» Stated goal A: In the listing below, rescale the lines starting with the one that contains "locate maroon pants." and going on through the one that contains "[62,190,102,270]". Reproduce every request line unchanged, and multiply each bounding-box coordinate in the answers by 2.05, rounding to whole numbers with halves rounded up.

» Given text:
%%

For more than five years, DC/OS has enabled some of the largest, most sophisticated enterprises in the world to achieve unparalleled levels of efficiency, reliability, and scalability from their IT infrastructure. But now it is time to pass the torch to a new generation of technology: the D2iQ Kubernetes Platform (DKP). Why? Kubernetes has now achieved a level of capability that only DC/OS could formerly provide and is now evolving and improving far faster (as is true of its supporting ecosystem). That’s why we have chosen to sunset DC/OS, with an end-of-life date of October 31, 2021. With DKP, our customers get the same benefits provided by DC/OS and more, as well as access to the most impressive pace of innovation the technology world has ever seen. This was not an easy decision to make, but we are dedicated to enabling our customers to accelerate their digital transformations, so they can increase the velocity and responsiveness of their organizations to an ever-more challenging future. And the best way to do that right now is with DKP.
In the first installment of this guide, we learned about the newly open-sourced DC/OS—the easiest way to get started deploying containers and other distributed systems on Apache Mesos.
As a quick recap, DC/OS includes Apache Mesos and all of its core capabilities, as well as the following features:
- An easy installer: List the IP addresses of your nodes and a couple configuration options in our config.yaml file, and DC/OS will automatically bootstrap, install and validate a complete Mesos installation, with all the DC/OS components.

%%

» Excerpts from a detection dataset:
%%

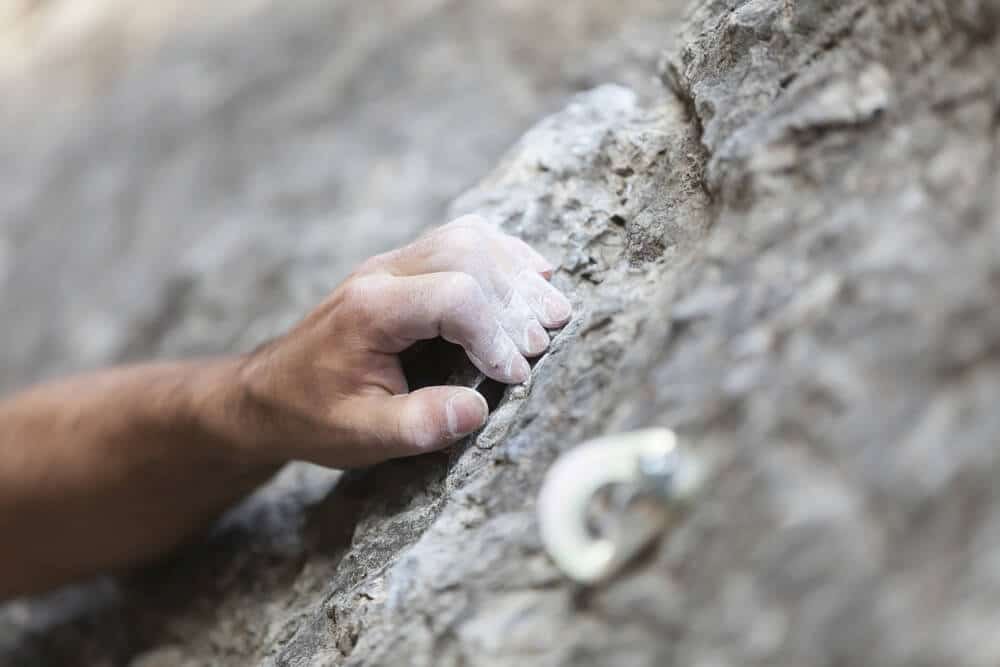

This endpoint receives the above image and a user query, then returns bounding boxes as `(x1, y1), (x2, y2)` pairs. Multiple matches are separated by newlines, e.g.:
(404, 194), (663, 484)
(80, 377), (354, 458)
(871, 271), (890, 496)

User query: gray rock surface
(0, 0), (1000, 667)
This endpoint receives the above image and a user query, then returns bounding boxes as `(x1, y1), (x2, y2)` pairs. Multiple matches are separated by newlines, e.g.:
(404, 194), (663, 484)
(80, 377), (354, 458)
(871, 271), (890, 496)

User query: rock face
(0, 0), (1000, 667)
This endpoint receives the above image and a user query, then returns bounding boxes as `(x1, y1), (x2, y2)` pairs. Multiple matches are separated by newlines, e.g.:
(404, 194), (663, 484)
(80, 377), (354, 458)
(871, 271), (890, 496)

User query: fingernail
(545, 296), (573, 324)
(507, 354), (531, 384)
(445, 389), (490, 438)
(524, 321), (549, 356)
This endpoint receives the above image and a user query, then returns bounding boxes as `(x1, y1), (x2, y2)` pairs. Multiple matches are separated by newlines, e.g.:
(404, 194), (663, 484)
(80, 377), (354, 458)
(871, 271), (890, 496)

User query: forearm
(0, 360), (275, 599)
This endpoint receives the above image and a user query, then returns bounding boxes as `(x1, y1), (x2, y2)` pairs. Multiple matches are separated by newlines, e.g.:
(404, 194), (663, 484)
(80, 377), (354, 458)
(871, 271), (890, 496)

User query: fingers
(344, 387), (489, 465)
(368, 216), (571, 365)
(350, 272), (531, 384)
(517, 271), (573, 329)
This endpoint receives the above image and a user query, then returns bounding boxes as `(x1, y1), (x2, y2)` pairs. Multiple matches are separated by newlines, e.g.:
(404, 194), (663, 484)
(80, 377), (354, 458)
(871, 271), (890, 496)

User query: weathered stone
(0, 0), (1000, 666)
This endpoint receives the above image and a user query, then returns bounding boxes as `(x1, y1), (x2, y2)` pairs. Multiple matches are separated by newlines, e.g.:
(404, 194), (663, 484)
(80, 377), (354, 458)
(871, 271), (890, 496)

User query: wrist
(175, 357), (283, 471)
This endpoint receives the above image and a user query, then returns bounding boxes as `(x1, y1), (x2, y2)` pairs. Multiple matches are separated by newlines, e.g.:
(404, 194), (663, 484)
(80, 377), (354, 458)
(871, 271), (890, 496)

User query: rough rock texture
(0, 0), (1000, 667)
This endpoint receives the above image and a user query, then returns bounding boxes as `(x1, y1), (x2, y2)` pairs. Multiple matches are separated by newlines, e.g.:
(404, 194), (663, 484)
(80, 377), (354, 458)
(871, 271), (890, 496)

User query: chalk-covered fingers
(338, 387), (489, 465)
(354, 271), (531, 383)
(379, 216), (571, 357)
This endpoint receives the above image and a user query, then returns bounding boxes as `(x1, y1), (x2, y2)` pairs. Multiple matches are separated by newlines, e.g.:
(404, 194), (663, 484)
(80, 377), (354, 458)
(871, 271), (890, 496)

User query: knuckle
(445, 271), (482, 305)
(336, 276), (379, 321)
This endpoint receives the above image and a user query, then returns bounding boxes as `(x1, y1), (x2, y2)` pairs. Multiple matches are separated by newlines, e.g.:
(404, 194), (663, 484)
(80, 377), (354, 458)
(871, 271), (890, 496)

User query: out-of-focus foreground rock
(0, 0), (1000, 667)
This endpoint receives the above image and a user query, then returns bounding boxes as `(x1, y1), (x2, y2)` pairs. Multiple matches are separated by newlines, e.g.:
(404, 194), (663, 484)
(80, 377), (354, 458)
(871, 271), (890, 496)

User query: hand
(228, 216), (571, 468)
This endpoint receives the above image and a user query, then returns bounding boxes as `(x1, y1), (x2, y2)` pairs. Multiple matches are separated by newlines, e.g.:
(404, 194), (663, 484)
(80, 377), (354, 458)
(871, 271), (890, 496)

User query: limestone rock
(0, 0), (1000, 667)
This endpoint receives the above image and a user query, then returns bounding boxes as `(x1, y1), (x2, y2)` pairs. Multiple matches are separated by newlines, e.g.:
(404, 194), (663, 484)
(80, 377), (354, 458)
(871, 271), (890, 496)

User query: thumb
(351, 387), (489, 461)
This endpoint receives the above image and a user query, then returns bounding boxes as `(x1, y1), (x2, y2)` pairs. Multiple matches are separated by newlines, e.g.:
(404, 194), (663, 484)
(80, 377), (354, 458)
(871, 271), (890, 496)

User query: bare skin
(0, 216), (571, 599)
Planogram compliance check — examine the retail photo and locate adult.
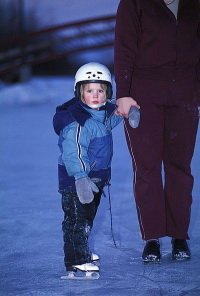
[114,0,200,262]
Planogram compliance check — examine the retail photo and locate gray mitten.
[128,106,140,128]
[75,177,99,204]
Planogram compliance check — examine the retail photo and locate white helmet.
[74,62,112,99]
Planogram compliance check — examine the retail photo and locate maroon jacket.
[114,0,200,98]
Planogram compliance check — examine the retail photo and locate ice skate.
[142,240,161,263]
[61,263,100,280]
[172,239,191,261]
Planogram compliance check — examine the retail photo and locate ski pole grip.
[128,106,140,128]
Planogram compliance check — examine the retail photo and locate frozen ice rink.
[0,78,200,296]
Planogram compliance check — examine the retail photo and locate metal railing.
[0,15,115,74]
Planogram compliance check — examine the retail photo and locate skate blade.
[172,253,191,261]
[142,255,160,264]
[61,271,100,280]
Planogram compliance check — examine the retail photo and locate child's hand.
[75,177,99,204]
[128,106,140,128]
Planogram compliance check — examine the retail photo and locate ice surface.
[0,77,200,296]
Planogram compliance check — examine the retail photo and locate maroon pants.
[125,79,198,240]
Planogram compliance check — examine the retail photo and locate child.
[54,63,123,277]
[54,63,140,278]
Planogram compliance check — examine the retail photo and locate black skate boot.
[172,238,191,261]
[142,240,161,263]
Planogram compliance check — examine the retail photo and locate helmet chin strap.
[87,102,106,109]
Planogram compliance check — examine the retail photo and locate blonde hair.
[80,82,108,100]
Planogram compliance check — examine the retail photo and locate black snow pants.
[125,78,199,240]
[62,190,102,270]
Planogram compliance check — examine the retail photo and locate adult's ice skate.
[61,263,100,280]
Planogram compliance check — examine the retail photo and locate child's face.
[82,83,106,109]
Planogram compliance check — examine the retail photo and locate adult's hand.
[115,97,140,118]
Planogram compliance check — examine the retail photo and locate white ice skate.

%%

» Stated goal B: From the DC/OS text, write out the passage starting with "As a quick recap, DC/OS" and going on through "the DC/OS components.".

» Worked solution A:
Planogram compliance check — examine the retail photo and locate maroon pants.
[256,162,406,492]
Planogram compliance check — examine the retail photo and locate child.
[111,129,252,568]
[111,129,287,570]
Planogram compliance check — examine the retail photo and locate black skate boot.
[353,488,392,535]
[291,492,330,539]
Planogram compliance check — examine the retail photo and locate helmet chin strap.
[178,209,217,223]
Planogram compliance check — examine the retail photo and locate blonde hair.
[164,168,221,205]
Planogram compliance check — examine the retail photo and locate black snow pants.
[256,160,408,492]
[127,390,209,554]

» Worked solution B:
As a quick recap, DC/OS includes Apache Mesos and all of its core capabilities, as well as the following features:
- An easy installer: List the IP addresses of your nodes and a couple configuration options in our config.yaml file, and DC/OS will automatically bootstrap, install and validate a complete Mesos installation, with all the DC/OS components.